=== THE REQUEST ===
Give every line of the records below as a JSON list of strings, one string per line, with blank lines left out. Omit the pictures from the list.

## START

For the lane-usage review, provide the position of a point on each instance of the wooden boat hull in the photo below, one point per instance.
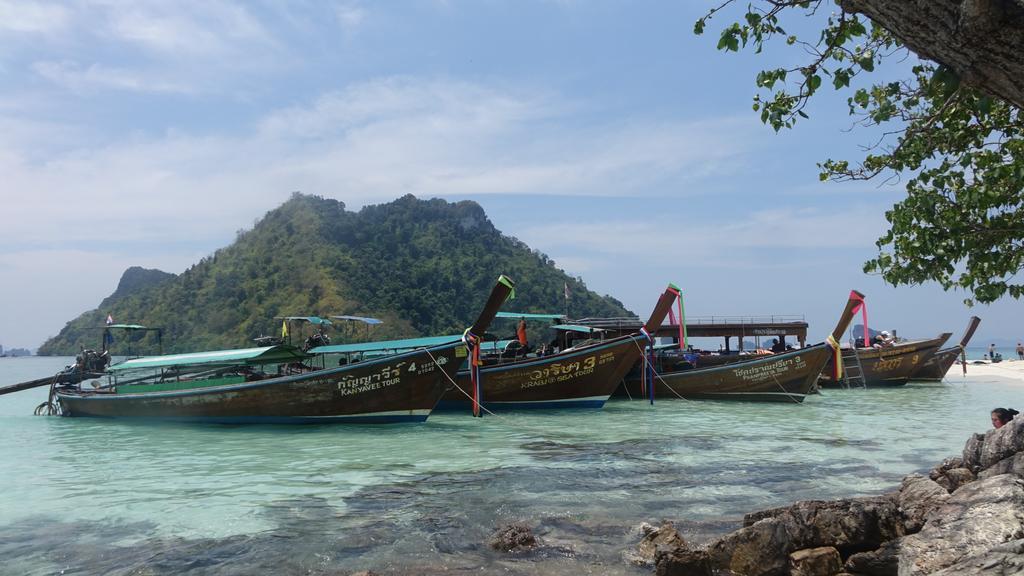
(398, 388)
(936, 367)
(891, 366)
(781, 377)
(583, 378)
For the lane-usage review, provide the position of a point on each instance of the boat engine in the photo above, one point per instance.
(92, 361)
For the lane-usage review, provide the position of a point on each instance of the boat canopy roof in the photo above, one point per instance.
(128, 327)
(578, 328)
(530, 316)
(363, 319)
(309, 319)
(392, 346)
(265, 355)
(387, 345)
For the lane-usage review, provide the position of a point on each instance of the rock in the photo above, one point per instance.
(850, 526)
(976, 518)
(682, 562)
(883, 562)
(760, 549)
(513, 538)
(663, 538)
(985, 450)
(1003, 443)
(1014, 464)
(960, 477)
(1004, 560)
(918, 496)
(947, 464)
(815, 562)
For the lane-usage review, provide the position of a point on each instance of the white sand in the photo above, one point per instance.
(1011, 369)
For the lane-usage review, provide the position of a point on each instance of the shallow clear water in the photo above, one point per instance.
(84, 496)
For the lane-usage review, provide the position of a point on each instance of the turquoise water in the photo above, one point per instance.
(85, 496)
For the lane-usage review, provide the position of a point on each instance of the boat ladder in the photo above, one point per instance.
(853, 372)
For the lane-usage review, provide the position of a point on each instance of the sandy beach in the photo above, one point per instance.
(1010, 369)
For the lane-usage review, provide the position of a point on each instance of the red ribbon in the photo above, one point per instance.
(862, 307)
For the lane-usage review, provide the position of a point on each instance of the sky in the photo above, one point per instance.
(603, 133)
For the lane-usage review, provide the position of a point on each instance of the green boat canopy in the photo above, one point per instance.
(393, 346)
(265, 355)
(577, 328)
(530, 316)
(387, 345)
(309, 319)
(363, 319)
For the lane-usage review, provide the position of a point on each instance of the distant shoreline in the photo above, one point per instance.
(1010, 369)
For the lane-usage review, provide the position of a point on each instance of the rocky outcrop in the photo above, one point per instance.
(815, 562)
(1005, 560)
(994, 446)
(1014, 464)
(513, 538)
(683, 562)
(918, 496)
(975, 519)
(967, 517)
(763, 548)
(663, 538)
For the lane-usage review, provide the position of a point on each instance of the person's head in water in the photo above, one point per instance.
(1001, 416)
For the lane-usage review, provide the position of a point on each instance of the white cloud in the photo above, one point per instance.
(42, 289)
(744, 236)
(369, 144)
(95, 77)
(25, 16)
(349, 15)
(208, 28)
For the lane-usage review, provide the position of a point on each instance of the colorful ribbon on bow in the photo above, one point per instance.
(837, 358)
(682, 315)
(472, 342)
(862, 307)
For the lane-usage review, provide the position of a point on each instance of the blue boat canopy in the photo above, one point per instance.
(265, 355)
(530, 316)
(363, 319)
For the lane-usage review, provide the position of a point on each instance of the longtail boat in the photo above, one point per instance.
(232, 386)
(890, 366)
(785, 376)
(578, 377)
(936, 367)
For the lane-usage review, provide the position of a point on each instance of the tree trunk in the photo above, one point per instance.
(980, 40)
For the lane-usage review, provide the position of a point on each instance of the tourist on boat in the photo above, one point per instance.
(884, 339)
(1001, 416)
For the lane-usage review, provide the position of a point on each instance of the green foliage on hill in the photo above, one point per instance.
(424, 266)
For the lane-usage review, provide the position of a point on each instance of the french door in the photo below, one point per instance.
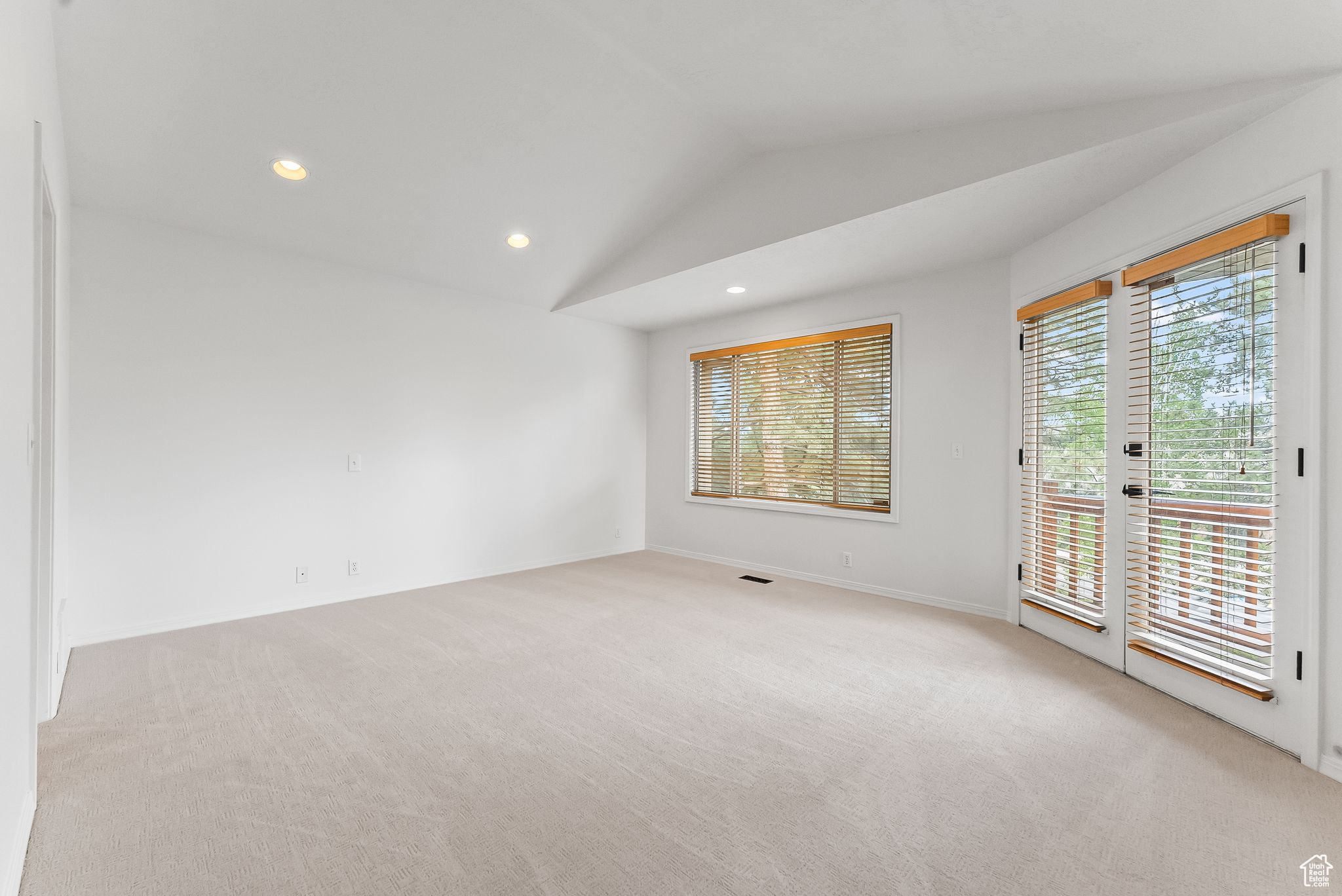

## END

=== SOLUTION FOR THIS EXERCISE ===
[
  "For the lane-usage review, provide the position of a point on each instance of the wooden boat hull in the photo below, one point per instance.",
  "(398, 388)",
  "(936, 367)",
  "(891, 366)",
  "(781, 377)",
  "(583, 378)",
  "For the lane-usage review, provide the position of a point on each instance of the boat engine in the photo above, one point per instance.",
  "(92, 361)",
  "For the lane-usage review, provide the position of a point on each instance of the boat canopy roof in the photo above, one point per instance.",
  "(128, 327)",
  "(578, 328)",
  "(530, 316)",
  "(363, 319)",
  "(309, 319)",
  "(392, 346)",
  "(265, 355)",
  "(387, 345)",
  "For the lane-usage review, provide the position of a point on each instance of the rock in the photo above, one point per instance.",
  "(850, 526)",
  "(976, 518)",
  "(682, 562)",
  "(883, 562)",
  "(760, 549)",
  "(513, 538)",
  "(663, 538)",
  "(985, 450)",
  "(1003, 443)",
  "(1014, 464)",
  "(960, 477)",
  "(1004, 560)",
  "(918, 496)",
  "(947, 464)",
  "(815, 562)",
  "For the lane-usage review, provide the position of a point on each instance of the white sand in the photo above, one point per instance.",
  "(1011, 369)",
  "For the lane-usage review, provide the position of a point on each instance of the shallow clear water in the photo above, one point per instance.",
  "(84, 496)",
  "For the lane-usage review, provide the position of a point on each instance of the turquoise water in the photo above, one point per instance.",
  "(85, 496)",
  "For the lane-usage review, provide the position of a point on each instance of the boat ladder in the photo above, one point per instance.",
  "(853, 372)",
  "For the lane-usage review, provide the position of a point on each instance of the sandy beach in the photo above, one point per instance.",
  "(1010, 369)",
  "For the lane-usage review, provide the position of a point on each instance of the red ribbon in the photo above, one point per instance.",
  "(862, 307)",
  "For the lane-usage review, provide the position of a point on each instance of the sky in the photo above, one point per instance.",
  "(603, 133)",
  "For the lane-usage review, provide the position of a point on each instance of the green boat canopy in the photo above, one point per instance.",
  "(393, 346)",
  "(265, 355)",
  "(577, 328)",
  "(530, 316)",
  "(387, 345)",
  "(309, 319)",
  "(363, 319)",
  "For the lane-usage review, provide the position of a point on each instance of the distant shoreline in the photo above, one point per instance.",
  "(1010, 369)",
  "For the lane-usage review, provide the position of a point on each instance of the rocky outcrop in the photo above, one point per instance.",
  "(815, 562)",
  "(1005, 560)",
  "(994, 446)",
  "(1014, 464)",
  "(513, 538)",
  "(683, 562)",
  "(918, 496)",
  "(975, 519)",
  "(967, 517)",
  "(763, 548)",
  "(663, 538)",
  "For the lane-usage review, provide the position of a point on each instance of the person's head in water in the photo above, one point per instance.",
  "(1001, 416)",
  "For the lane-usage review, provide the position of a point on each instance of the white cloud in the photo above, one point per instance.",
  "(42, 289)",
  "(744, 236)",
  "(369, 144)",
  "(95, 77)",
  "(25, 16)",
  "(349, 15)",
  "(208, 28)",
  "For the lane-usage review, provide the position of a point on each instance of the colorful ribbon on bow in the photo above, one point per instance.",
  "(837, 358)",
  "(682, 315)",
  "(472, 342)",
  "(862, 307)",
  "For the lane-usage review, provide the position of a point on each instance of the blue boat canopy in the photo above, one point per instance.",
  "(265, 355)",
  "(530, 316)",
  "(363, 319)",
  "For the lane-usage review, provide the position of a point on each instance of the longtail boat in the photo above, one point per instance.",
  "(232, 386)",
  "(890, 366)",
  "(785, 376)",
  "(578, 377)",
  "(936, 367)",
  "For the lane-usage review, provide the position of a point on each instance of the tree trunk in the photo above, one point per instance.",
  "(980, 40)",
  "For the lane-usage review, provide the position of a point on each instance of the tourist on boat in the photo above, one point per instance.",
  "(884, 339)",
  "(1001, 416)",
  "For the lane-usage review, provide the position of a point on each instance of the green foliage on hill in the photo above, one point per instance.",
  "(424, 266)",
  "For the lane-usage review, provide the position of a point on each instance of the french door in the photo below, one point per instance."
]